◆ **WHAT THIS TASK INVOLVES**:
Copy the lines below that contain "suit".

◆ **MATERIAL PROVIDED**:
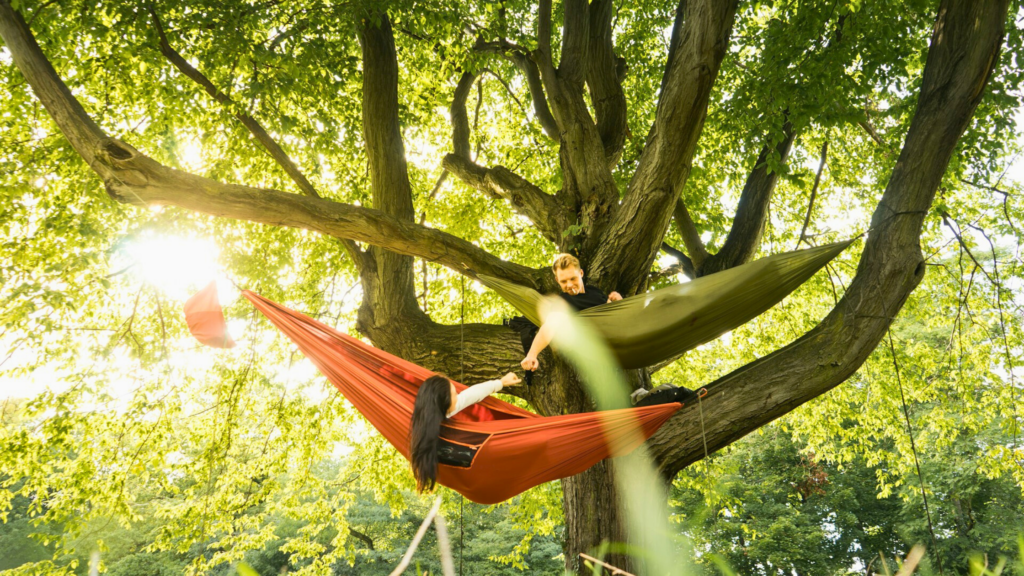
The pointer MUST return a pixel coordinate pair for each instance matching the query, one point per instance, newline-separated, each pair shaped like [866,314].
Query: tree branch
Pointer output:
[604,82]
[254,127]
[366,539]
[519,56]
[665,163]
[685,263]
[460,119]
[543,209]
[132,177]
[576,41]
[964,50]
[691,238]
[814,193]
[389,291]
[748,224]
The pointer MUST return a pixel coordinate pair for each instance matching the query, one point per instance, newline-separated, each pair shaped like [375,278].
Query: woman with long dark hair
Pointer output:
[436,401]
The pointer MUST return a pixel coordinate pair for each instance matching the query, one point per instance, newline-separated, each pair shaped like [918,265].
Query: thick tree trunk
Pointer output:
[594,515]
[964,50]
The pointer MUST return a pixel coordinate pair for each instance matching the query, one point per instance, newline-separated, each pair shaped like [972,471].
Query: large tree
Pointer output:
[584,181]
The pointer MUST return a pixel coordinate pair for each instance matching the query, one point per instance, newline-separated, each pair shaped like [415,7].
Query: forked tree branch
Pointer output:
[665,163]
[133,177]
[251,124]
[543,209]
[604,81]
[254,127]
[964,52]
[749,223]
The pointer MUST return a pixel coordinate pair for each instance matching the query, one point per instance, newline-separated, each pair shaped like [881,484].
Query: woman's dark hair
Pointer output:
[432,403]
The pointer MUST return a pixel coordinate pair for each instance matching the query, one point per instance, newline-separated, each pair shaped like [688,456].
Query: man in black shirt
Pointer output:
[581,296]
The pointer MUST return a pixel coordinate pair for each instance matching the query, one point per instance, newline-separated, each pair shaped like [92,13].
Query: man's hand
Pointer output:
[529,363]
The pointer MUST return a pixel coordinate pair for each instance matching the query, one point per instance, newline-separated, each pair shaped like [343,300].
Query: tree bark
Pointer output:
[135,178]
[627,250]
[620,241]
[964,50]
[749,223]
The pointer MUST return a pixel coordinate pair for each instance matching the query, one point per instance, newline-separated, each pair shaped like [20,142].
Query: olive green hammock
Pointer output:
[649,328]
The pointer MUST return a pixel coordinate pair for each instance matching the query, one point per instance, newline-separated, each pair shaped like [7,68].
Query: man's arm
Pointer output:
[541,341]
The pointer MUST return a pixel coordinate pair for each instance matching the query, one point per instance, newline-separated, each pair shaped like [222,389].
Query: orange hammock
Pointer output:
[498,450]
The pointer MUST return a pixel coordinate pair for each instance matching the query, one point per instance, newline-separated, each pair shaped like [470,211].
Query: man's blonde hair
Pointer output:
[564,261]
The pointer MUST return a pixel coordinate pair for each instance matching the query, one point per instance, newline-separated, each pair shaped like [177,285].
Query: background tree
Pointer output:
[738,94]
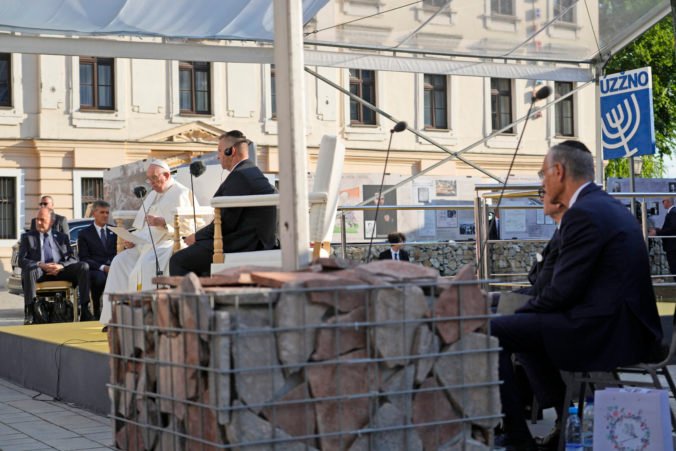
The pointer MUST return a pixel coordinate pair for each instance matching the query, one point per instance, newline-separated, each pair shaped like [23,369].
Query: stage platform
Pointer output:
[68,361]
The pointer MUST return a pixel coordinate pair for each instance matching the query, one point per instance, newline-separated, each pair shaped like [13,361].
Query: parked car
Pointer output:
[14,280]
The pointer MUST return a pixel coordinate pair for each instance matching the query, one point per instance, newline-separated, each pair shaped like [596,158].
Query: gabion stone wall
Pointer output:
[381,356]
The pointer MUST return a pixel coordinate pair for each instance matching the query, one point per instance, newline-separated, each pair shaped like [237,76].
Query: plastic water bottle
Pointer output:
[588,425]
[573,431]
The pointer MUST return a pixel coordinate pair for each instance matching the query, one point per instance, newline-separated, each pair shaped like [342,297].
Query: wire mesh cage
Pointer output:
[389,366]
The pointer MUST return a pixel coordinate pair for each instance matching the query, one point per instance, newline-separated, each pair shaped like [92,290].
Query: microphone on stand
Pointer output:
[398,127]
[141,192]
[540,94]
[197,168]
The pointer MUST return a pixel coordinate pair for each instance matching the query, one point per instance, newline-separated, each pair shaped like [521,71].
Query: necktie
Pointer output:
[49,255]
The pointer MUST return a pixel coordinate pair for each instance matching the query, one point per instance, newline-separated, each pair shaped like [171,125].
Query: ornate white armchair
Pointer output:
[323,202]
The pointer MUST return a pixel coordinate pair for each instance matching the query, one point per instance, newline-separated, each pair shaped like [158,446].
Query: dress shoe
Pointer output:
[513,443]
[28,315]
[85,315]
[551,440]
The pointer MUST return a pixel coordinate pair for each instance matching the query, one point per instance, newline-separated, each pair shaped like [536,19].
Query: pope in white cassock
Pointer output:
[134,268]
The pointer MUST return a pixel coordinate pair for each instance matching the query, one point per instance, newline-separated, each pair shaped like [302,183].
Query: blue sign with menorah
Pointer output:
[627,114]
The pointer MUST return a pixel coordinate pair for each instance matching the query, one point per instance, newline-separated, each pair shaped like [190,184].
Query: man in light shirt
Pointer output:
[46,255]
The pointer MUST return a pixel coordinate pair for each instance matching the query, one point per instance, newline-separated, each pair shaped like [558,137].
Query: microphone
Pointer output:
[541,94]
[399,127]
[197,168]
[140,192]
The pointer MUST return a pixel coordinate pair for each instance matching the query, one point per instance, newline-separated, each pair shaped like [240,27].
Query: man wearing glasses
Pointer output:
[598,310]
[133,269]
[59,223]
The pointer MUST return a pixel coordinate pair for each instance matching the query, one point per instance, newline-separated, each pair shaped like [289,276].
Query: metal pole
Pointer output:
[294,221]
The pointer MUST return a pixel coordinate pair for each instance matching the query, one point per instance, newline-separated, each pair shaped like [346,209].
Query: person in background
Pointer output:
[45,255]
[97,247]
[395,252]
[244,229]
[668,229]
[59,223]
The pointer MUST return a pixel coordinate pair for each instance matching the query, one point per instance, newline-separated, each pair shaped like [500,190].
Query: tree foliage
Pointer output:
[655,48]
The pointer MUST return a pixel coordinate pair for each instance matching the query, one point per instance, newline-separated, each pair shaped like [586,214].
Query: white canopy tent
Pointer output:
[429,37]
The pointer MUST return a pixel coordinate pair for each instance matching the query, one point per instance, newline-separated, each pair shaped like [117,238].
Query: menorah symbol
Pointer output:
[616,125]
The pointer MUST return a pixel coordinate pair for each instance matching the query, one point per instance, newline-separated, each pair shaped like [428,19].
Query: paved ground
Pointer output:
[31,421]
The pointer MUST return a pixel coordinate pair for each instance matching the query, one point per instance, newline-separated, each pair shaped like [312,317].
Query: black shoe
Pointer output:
[512,443]
[551,440]
[28,315]
[85,315]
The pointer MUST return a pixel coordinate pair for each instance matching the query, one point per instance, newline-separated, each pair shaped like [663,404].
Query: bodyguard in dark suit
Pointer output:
[45,255]
[97,247]
[598,311]
[244,229]
[669,229]
[59,223]
[395,252]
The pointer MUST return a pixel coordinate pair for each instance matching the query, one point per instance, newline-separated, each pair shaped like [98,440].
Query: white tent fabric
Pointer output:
[461,37]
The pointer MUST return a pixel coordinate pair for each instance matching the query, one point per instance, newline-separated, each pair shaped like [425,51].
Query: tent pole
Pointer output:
[294,219]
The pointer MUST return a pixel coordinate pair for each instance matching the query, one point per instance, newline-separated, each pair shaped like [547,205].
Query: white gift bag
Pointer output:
[632,419]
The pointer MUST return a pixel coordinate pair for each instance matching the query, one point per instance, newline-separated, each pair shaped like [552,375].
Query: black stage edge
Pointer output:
[66,373]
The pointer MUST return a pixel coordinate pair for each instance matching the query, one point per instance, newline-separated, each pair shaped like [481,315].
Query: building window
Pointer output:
[436,111]
[563,9]
[5,79]
[362,84]
[8,208]
[91,190]
[501,104]
[195,87]
[504,7]
[97,83]
[273,92]
[565,120]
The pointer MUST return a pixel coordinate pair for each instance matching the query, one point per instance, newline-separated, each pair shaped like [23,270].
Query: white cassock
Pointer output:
[133,269]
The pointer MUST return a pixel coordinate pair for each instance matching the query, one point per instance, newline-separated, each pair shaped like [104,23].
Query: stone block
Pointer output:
[296,419]
[400,381]
[426,343]
[341,415]
[254,350]
[433,406]
[247,427]
[335,341]
[400,307]
[219,374]
[295,312]
[472,368]
[461,301]
[171,381]
[388,416]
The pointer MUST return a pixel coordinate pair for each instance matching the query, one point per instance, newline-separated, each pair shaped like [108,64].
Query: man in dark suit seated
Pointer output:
[244,229]
[97,247]
[59,223]
[46,255]
[395,252]
[598,310]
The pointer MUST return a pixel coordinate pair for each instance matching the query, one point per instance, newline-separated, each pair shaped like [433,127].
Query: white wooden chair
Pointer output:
[323,202]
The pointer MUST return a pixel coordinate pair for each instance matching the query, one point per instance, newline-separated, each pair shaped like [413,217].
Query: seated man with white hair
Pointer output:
[134,268]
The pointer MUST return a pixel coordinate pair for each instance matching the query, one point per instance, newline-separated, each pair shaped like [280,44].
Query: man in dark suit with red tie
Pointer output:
[97,247]
[598,311]
[395,252]
[46,255]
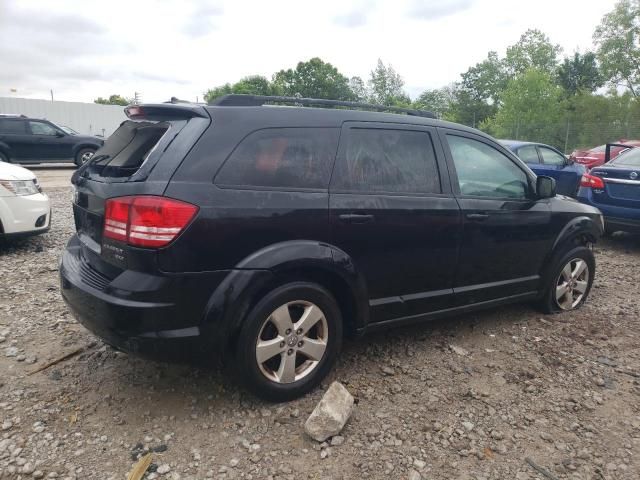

◆ **ANSWER TO THE EXERCISE**:
Query: bodyguard in dark suit
Query: man in dark suit seated
Query: man in dark suit with red tie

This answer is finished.